# Excerpt
+-------+

Apr 7, 2011

Historical Piano Study Center

I recently had the pleasure of reviewing two albums (from different record companies) that used vintage pianos on loan from the same historical piano collection. I had no idea there even was a historical piano collection in the country. Because it is an important and fascinating place, here are some details about it from their brochure.

The Historical Piano Study Center:
The Historical Piano Study Center, showcasing the Frederick Historical Piano Collection, is open to the public for individual and group tours. Its mission is to provide opportunities  for listening to, playing on, and learning about the piano, as known to important composers and pianists from Mozart, Haydn, and Beethoven through Debussy and Ravel.

+-------+

# Input for this task
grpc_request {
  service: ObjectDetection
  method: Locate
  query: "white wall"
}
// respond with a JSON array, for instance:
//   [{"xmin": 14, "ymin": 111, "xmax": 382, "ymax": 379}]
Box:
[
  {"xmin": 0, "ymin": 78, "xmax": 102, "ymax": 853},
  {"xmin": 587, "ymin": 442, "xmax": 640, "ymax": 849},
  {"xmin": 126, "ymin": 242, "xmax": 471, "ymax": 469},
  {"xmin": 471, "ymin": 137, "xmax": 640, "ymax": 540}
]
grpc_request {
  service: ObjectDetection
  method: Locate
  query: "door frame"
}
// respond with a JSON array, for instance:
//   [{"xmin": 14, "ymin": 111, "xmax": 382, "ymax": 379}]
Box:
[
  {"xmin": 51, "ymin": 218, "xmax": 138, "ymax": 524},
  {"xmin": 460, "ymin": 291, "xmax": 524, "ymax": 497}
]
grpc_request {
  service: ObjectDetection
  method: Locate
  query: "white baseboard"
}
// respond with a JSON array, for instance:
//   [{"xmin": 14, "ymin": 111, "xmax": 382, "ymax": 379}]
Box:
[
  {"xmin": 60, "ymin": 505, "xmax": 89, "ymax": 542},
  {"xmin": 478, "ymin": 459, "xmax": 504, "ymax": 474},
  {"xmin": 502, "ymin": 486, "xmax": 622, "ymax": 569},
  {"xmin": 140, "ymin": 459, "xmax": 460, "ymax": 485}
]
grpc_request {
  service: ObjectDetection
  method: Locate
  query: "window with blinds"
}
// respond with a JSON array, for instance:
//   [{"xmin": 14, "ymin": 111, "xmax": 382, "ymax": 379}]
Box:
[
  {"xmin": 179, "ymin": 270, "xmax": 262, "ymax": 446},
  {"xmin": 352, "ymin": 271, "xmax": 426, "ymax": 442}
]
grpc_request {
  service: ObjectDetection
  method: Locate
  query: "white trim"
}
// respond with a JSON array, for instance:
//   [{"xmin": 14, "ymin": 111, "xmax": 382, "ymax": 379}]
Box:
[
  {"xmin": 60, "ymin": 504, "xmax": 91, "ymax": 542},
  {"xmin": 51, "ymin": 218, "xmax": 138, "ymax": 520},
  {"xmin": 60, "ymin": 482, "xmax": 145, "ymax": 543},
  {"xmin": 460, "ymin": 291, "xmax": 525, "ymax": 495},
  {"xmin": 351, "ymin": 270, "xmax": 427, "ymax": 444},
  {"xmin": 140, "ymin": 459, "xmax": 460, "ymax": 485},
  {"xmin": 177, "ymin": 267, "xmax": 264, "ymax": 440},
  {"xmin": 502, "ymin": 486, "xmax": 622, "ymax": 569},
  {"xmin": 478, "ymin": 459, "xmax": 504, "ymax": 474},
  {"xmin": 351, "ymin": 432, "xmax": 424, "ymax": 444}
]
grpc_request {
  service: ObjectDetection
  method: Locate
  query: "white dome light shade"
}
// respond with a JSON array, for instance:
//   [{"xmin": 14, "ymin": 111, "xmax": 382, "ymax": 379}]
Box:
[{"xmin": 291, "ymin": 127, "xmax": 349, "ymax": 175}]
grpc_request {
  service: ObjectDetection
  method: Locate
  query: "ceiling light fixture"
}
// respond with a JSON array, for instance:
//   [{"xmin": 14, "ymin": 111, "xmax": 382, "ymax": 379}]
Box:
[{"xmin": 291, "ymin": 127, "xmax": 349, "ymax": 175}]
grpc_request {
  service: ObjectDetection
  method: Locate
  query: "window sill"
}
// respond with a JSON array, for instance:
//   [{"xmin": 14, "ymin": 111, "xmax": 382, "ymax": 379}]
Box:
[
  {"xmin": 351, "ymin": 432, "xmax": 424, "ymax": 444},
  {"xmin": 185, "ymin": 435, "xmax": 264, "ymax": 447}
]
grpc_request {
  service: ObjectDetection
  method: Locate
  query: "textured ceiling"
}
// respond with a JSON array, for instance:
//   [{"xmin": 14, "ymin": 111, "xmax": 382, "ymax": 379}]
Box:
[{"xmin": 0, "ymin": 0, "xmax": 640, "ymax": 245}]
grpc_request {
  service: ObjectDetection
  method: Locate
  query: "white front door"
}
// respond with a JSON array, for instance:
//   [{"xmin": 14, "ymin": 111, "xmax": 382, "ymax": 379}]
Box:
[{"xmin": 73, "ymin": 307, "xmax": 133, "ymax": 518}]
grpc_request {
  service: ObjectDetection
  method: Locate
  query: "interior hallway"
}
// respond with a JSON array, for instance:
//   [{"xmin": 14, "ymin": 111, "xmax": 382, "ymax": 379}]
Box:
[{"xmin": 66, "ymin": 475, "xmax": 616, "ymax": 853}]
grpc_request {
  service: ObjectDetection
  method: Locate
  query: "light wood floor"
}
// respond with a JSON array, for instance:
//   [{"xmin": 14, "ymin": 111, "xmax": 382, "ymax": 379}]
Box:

+-------+

# Exercise task A
According to the excerpt, which collection does the Historical Piano Study Center showcase?
# Exercise task B
Return every line of the entries that contains the string "white", matching case exactly.

# Answer A
The Frederick Historical Piano Collection.

# Answer B
  query: "white wall"
  query: "white baseboard"
  query: "white trim"
  query: "white dome light shade"
  query: "white front door"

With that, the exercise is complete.